With the pictures left out, restate every entry word for word.

▸ **DATA RECORDS**:
———

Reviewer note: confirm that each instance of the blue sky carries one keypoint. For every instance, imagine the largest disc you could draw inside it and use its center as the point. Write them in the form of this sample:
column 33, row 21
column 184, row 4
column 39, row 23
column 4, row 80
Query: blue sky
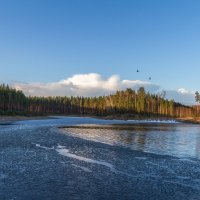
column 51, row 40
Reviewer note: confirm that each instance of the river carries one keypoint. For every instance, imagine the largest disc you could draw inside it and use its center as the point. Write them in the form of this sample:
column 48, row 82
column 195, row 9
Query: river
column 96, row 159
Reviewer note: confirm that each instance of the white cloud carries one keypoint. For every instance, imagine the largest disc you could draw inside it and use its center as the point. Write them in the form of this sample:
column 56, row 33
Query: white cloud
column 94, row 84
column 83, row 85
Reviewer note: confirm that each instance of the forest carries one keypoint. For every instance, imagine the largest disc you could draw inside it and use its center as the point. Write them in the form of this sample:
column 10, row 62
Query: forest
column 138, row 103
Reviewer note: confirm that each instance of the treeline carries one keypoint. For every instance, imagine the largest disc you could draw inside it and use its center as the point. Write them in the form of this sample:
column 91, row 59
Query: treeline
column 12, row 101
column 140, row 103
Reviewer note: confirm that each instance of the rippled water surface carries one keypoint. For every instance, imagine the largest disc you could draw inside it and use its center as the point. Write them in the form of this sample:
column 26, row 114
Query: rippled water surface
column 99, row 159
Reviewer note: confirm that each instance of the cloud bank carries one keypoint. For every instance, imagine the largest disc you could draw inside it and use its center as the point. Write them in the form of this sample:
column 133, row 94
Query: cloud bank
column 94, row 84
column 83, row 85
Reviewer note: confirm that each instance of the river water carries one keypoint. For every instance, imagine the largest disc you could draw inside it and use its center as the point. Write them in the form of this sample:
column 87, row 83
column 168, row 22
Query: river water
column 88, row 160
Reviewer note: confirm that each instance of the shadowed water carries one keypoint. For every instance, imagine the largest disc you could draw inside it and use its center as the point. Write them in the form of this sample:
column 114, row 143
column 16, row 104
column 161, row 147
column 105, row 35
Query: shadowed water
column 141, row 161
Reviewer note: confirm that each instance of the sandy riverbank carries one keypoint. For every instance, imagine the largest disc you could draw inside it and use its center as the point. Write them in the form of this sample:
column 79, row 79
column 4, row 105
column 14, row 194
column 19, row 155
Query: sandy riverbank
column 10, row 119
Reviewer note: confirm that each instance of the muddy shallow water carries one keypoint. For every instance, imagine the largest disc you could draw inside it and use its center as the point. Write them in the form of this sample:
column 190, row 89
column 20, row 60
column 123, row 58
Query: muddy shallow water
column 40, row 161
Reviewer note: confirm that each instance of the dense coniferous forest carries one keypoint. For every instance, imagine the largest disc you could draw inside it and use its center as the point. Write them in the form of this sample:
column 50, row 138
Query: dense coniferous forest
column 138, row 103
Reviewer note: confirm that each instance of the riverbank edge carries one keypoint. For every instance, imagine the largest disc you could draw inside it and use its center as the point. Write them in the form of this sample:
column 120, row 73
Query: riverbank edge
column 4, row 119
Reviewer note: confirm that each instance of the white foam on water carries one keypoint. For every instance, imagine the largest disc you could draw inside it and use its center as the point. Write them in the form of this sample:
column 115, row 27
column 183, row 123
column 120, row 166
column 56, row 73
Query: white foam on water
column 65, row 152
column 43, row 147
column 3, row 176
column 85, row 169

———

▸ **RESULT FOR THIS TASK**:
Reviewer note: confirm that each instance of the blue sky carries one keypoint. For every instance, imagine the largest disc you could draw inside it and use its center as the point. Write them in the form of this sample:
column 33, row 21
column 184, row 4
column 39, row 23
column 4, row 80
Query: blue sky
column 51, row 40
Reviewer note: confirm that each instance of the river carries one keypoint. For every instance, imagine the largest disc you could draw inside it and use its center as the point. Write them in the form of this sample:
column 48, row 82
column 195, row 9
Query: river
column 96, row 159
Reviewer note: confirm that each instance of the white cloud carries one keypoint. For every instance, imagine the largest disc you could draw inside it and use its center as the point. Write them in the form of this sample:
column 56, row 33
Query: white cloud
column 94, row 84
column 83, row 85
Reviewer note: confirm that each instance of the forest carries one keypoint. For every instance, imagine the largest disc you could draw inside it and use its center as the point. Write them in the form of this sample:
column 10, row 62
Query: forest
column 138, row 103
Reviewer note: confirm that each instance of the treeline carries one keypoint. For every instance, imagine the largest disc you could draw inside it and use its center as the point. Write them in the form of this sample:
column 91, row 59
Query: treeline
column 12, row 101
column 140, row 103
Reviewer note: confirm that each instance of the rippled water surface carries one keypoint. For every instance, imagine the largest disc you could draw inside it and use its center as the point. Write them in the form of this sample:
column 26, row 114
Query: rippled water surface
column 99, row 159
Reviewer note: confirm that each instance of the cloud bank carries one keypoint. For every instance, imagine the largest disc you could draw inside it and use its center as the point. Write them in the form of this sample:
column 133, row 94
Query: cloud bank
column 94, row 84
column 83, row 85
Reviewer note: confirm that each instance of the river water carries one keypoint. For every instance, imagine the largest disc you could draw inside it and use its center as the point. Write them in the form of this sample:
column 87, row 83
column 168, row 22
Query: river water
column 88, row 160
Reviewer note: confirm that each instance of the shadowed water carries one keypoint. For every instance, imagine the largest disc you could draw inside it and use its center as the point. Write them in the form of this sample:
column 114, row 143
column 16, row 104
column 161, row 147
column 105, row 35
Query: shadowed water
column 141, row 161
Reviewer note: confirm that each instance of the sandy riverbank carries one keypoint. For every instance, imagine the largest disc you could draw inside it and use its center as the point. Write them in the form of this sample:
column 79, row 79
column 4, row 105
column 14, row 194
column 19, row 155
Query: sandy riverbank
column 10, row 119
Reviewer note: confirm that each instance of the muddy shallow water carries one keypoint. For every instance, imagine the largest disc you could draw inside it and use its center as the point. Write them in the form of this sample:
column 190, row 89
column 20, row 60
column 123, row 58
Query: muddy shallow water
column 40, row 161
Reviewer note: confirm that each instance of the dense coniferous forest carries one keypoint. For every instance, imagine the largest disc you could draw inside it and use its center as the point. Write them in the form of this sample:
column 50, row 138
Query: dense coniferous forest
column 138, row 103
Reviewer note: confirm that each instance of the riverbank edge carries one keypoint. For every instance, imagine the largest disc you could draw inside it and use its center as the point. Write them in the form of this sample:
column 120, row 73
Query: riverbank edge
column 4, row 119
Reviewer note: confirm that each instance of the white foam on water carries one keypoint. For every instance, imagine the largest disc you could draw inside it and use its center as the point. Write them in the form of this sample:
column 115, row 27
column 183, row 123
column 120, row 166
column 56, row 73
Query: white foam on water
column 65, row 152
column 43, row 147
column 3, row 176
column 85, row 169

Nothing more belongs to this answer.